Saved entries
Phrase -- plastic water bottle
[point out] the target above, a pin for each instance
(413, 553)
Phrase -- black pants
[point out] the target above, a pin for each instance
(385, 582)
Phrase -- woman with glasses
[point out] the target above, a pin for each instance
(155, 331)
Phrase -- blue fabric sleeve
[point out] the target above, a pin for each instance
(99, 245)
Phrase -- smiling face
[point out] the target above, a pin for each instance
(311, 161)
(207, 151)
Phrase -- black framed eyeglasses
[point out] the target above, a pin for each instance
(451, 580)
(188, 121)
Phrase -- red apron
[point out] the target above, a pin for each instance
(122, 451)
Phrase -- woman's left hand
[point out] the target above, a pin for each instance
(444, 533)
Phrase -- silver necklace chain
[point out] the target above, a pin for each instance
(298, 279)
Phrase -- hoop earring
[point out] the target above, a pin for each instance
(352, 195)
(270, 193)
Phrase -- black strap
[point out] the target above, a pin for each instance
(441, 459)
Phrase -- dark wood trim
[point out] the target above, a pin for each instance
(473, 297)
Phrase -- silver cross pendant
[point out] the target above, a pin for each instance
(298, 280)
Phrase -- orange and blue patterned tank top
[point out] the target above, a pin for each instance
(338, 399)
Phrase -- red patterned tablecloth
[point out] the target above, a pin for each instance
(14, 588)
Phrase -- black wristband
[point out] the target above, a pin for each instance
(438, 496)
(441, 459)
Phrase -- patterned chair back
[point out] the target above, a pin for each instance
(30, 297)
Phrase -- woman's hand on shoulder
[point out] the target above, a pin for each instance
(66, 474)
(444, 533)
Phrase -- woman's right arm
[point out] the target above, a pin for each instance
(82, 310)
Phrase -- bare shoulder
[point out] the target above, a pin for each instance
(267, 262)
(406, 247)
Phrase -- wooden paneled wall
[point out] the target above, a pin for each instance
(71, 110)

Directions:
Please transcribe each of the entries, exactly as written.

Task answer:
Phrase -- plastic water bottle
[point out] the target above, a pin for each instance
(413, 553)
Phrase -- black pants
[point out] the target above, a pin for each instance
(385, 582)
Phrase -- woman with glasses
[point out] the target above, a pin for each instance
(155, 331)
Phrase -- blue fabric sleeve
[point out] the target above, a pin for each instance
(99, 245)
Phrase -- smiling face
[point out] the target above, a pin for each instance
(311, 161)
(207, 151)
Phrase -- black framed eyeglasses
[point out] the target above, a pin for each instance
(451, 580)
(188, 121)
Phrase -- red apron
[point out] the target above, a pin for each instance
(122, 451)
Phrase -- woman's left hand
[point out] the target above, a pin for each instance
(444, 533)
Phrase -- silver necklace chain
[point out] the target above, a pin for each instance
(298, 279)
Phrase -- hoop earring
[point out] the target above, a pin for each instance
(352, 195)
(270, 193)
Phrase -- black strap
[point out] the target above, a pin for each instance
(441, 459)
Phrase -- dark wood trim
[point out] the target above, a pin for each instance
(473, 297)
Phrase -- silver cross pendant
[point out] the target above, a pin for each instance
(298, 280)
Phrase -- orange and blue patterned tank top
[point out] the target above, a pin for each instance
(338, 399)
Phrase -- red patterned tablecloth
[point out] the target above, a pin for each instance
(14, 588)
Phrase -- black wristband
[point out] the target above, a pin for each instance
(438, 496)
(441, 459)
Phrase -- patterned chair back
[point out] the target above, a pin for each instance
(30, 297)
Phrase -- woman's hand on shoulder
[point out] the target above, a pin for each instance
(66, 474)
(444, 533)
Phrase -- woman's right arm
[point out] the target above, a pin for each instance
(82, 310)
Phrase -- bare shoulder
[point out] the target above, a pin for each instance
(267, 262)
(406, 247)
Phrase -- wooden paneled wall
[point out] the target above, a pin for each instance
(71, 110)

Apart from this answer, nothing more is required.